**Data extract:**
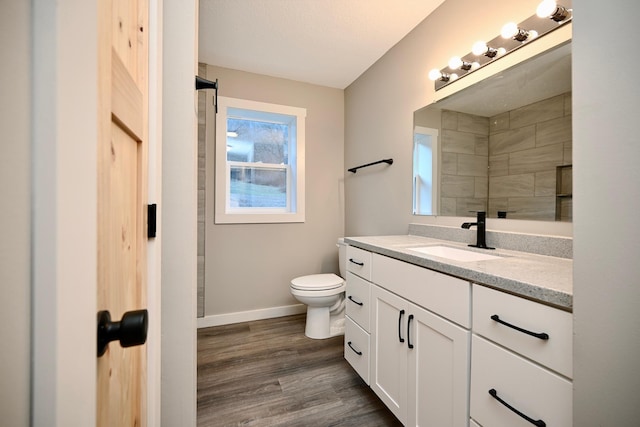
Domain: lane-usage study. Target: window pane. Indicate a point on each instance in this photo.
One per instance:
(257, 187)
(257, 141)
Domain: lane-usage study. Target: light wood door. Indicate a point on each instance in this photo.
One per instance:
(389, 350)
(122, 200)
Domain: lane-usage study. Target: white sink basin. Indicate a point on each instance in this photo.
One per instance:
(454, 253)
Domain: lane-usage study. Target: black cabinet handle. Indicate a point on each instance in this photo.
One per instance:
(538, 423)
(359, 353)
(541, 335)
(354, 301)
(409, 331)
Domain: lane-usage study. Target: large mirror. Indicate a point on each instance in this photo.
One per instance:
(503, 145)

**Your instructions:** Work through the records above. Copy every line with the string "photo".

**Expected answer:**
Domain: lane-usage study. Target: window pane. Indicate a point on each instance in this photo.
Domain: lane-usage study. Target: light wood door. Indicate a point on each instance in this photo.
Domain: lane-usage study. Target: white sink basin. Indicate a point on each instance in this photo.
Domain: lane-usage study. Target: black cabinet handle. Indicate a point on each instance in this photo.
Domain: lane-usage study. Target: large mirror. Indicate a point on each instance in this photo.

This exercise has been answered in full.